Start of EXERCISE TEXT
On 10 June 1719 Dr Richard Mead and Dr John Woodward allegedly came to blows outside Gresham College in central London. This was the, perhaps rather surprising, culmination of a pamphlet war over Mead’s advocacy of the use of purgatives in the treatment of smallpox.
I met with Dr Mead to discuss this extraordinary incident and the events leading up to it.
First of all, what exactly was your suggested treatment for smallpox?
Well, having been several Years one of the Physicians to St. Thomas’s Hospital, in the year of our Lord 1708 I observed that some of my Patients recovered from a very malignant sort of Small Pox, even beyond Expectation, by a Looseness seizing them on the ninth or tenth Day of the Disease.
Hence, I took the Hint to try what Good might be done by opening the Body with a gentle Purge on the Decline of the Distemper. The Success was in a great Measure answerable to my Wishes: for by this Method I recovered many who were in the most imminent Danger.
Did you then publicise these findings?
I communicated this Method of Practice to various of my Peers, including Dr John Freind. He and several Physicians likewise, both in Town and Country, were in Agreement about its salutary Effects, and he included a Letter I had written about it in his 1717 Commentary on Fevers, Commentarium novem de febribus.
How was your letter received?
There never are wanting Men of so invidious a turn of Mind that their principal Pleasure consists in blackening the Reputation and decrying the Productions of others; as if what they strip their Neighbours of was to be added to their own Characters. Thus, Dr Freind’s Book had no sooner appeared in Public, but some of this Ilk flew to arms, as if to save the Common-wealth, attacking my Mode of Treatment.
Was there a ring-leader for this disagreeable faction?
In front of this Band stood forth Dr John Woodward, physic Professor at Gresham College, a Man equally ill-bred, vain, and ill-natured, who, after being for some time Apprentice to a Linen-Draper, took it into his Head to make a Collection of Shells and Fossils, in order to pass upon the World for a Philosopher. Thence having got Admission into a Physician’s Family, at length by dint of Interest obtained a Doctor’s Degree.
End of EXERCISE TEXT
Start of SOURCE INFORMATION
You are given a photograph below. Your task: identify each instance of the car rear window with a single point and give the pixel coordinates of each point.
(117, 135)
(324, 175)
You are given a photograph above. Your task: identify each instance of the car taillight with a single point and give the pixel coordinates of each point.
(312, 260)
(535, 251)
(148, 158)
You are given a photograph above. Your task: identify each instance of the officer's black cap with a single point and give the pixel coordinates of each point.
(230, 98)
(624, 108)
End of SOURCE INFORMATION
- [QUESTIONS TO ANSWER]:
[A] According to the Mead interview, where did Dr Richard Mead and Dr John Woodward allegedly come to blows?
[B] Write out the Mead interview from "Did you then" up to and including "Mode of Treatment.".
[C] Summarize the Mead interview in two sentences.
The lines are separate material, apart from the Mead interview.

- [ANSWERS GIVEN]:
[A] Outside Gresham College in central London.

[B]
Did you then publicise these findings?
I communicated this Method of Practice to various of my Peers, including Dr John Freind. He and several Physicians likewise, both in Town and Country, were in Agreement about its salutary Effects, and he included a Letter I had written about it in his 1717 Commentary on Fevers, Commentarium novem de febribus.
How was your letter received?
There never are wanting Men of so invidious a turn of Mind that their principal Pleasure consists in blackening the Reputation and decrying the Productions of others; as if what they strip their Neighbours of was to be added to their own Characters. Thus, Dr Freind’s Book had no sooner appeared in Public, but some of this Ilk flew to arms, as if to save the Common-wealth, attacking my Mode of Treatment.

[C] On 10 June 1719, Dr Richard Mead and Dr John Woodward allegedly came to blows outside Gresham College, the culmination of a pamphlet war over Mead's advocacy of purgatives in treating smallpox. Mead explains that a gentle purge on the decline of the disease recovered many patients in imminent danger, that Dr John Freind included Mead's letter on the method in his 1717 commentary on fevers, and that Woodward stood at the front of those who then attacked it.